* Aim of the task *
Your answer should consist of each line below that contains the string "clicks".

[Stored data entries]
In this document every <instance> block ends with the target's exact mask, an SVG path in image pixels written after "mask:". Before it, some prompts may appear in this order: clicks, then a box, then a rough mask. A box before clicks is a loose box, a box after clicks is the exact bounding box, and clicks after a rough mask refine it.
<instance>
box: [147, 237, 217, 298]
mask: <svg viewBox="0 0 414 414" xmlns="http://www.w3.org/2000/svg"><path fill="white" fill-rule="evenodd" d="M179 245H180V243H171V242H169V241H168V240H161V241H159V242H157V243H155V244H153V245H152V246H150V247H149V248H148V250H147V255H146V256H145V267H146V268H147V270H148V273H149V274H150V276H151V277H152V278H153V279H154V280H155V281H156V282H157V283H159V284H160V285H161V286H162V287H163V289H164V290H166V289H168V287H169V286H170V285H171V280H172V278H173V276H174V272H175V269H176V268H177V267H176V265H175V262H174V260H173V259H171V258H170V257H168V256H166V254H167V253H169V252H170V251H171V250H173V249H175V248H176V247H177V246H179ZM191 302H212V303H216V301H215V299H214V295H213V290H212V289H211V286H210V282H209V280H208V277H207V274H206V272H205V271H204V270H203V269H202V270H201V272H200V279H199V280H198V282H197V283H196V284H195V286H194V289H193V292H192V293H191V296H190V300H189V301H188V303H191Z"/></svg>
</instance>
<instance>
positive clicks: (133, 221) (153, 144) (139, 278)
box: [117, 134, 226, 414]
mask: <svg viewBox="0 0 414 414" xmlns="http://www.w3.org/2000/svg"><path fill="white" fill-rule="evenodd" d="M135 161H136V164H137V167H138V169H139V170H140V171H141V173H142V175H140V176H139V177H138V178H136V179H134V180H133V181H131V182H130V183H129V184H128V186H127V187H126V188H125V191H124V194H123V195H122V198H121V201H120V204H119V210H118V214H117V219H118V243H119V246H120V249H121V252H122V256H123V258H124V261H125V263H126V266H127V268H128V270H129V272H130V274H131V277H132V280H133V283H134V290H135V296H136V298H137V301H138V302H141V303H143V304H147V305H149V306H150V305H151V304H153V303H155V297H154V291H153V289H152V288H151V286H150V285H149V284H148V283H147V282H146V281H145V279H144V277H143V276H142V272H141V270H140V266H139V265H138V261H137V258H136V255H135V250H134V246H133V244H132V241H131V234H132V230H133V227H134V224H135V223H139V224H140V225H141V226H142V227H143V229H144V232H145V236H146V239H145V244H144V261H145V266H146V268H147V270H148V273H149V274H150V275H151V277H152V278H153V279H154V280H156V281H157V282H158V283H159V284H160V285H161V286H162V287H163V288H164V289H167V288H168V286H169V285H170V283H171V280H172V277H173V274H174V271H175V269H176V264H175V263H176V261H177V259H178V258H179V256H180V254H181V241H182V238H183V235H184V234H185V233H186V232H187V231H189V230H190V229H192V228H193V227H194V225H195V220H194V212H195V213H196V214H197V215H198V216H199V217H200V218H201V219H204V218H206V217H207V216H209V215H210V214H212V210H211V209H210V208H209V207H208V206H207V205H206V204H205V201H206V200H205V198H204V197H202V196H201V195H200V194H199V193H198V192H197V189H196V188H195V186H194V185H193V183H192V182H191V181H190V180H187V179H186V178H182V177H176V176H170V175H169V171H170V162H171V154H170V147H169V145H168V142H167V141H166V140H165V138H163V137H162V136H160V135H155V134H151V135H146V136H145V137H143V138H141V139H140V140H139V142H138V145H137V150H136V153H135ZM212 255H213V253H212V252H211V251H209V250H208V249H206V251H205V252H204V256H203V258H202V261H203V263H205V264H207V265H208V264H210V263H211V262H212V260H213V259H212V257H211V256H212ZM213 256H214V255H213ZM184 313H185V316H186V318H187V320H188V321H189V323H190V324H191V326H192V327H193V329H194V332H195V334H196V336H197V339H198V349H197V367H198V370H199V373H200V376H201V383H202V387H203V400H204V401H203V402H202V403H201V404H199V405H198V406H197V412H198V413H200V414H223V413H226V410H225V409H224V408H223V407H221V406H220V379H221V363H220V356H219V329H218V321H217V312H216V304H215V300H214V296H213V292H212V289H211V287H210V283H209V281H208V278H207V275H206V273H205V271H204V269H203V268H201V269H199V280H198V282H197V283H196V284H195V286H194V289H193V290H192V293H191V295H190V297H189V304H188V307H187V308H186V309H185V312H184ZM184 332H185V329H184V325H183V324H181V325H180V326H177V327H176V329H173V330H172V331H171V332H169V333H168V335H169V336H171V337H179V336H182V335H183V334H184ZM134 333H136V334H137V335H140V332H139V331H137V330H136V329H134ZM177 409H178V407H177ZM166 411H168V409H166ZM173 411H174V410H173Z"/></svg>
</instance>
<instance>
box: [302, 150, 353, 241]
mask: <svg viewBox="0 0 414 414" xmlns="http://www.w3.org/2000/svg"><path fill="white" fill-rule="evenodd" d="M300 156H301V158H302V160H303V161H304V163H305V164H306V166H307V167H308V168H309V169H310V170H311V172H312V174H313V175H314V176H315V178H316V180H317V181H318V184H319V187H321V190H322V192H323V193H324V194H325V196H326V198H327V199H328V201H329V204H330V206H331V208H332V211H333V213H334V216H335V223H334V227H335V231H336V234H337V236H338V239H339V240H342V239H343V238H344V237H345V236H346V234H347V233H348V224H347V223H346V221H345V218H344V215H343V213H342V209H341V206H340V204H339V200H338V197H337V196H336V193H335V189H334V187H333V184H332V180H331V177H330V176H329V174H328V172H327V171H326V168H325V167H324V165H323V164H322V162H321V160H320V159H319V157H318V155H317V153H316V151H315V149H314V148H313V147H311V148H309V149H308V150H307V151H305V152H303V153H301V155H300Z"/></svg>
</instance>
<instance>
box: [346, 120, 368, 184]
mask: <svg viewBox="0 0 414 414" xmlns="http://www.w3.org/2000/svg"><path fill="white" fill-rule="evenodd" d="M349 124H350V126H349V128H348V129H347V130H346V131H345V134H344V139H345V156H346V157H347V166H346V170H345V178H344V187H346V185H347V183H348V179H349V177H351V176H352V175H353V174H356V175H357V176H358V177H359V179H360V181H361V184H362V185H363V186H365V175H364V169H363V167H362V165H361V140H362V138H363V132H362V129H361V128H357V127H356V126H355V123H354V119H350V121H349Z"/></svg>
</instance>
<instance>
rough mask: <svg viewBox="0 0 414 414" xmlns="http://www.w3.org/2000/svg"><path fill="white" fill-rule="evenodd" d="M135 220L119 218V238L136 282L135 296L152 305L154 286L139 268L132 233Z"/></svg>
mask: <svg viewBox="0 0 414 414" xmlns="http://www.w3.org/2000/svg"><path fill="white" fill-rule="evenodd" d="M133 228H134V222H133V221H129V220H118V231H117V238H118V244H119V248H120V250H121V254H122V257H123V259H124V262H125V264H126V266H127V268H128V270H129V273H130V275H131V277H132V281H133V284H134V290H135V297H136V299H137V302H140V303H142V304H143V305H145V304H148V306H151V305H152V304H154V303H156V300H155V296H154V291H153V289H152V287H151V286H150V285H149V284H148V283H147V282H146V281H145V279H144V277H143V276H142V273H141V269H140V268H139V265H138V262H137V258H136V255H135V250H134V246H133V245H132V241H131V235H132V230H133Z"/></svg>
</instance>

* Response *
In this document every <instance> block ends with the target's exact mask, an SVG path in image pixels written after "mask:". Before it, some prompts may appear in this order: clicks, then a box, then a rough mask. A box before clicks is a loose box, a box after clicks is the exact bounding box, and clicks after a rough mask refine it.
positive clicks: (133, 221) (153, 144) (139, 278)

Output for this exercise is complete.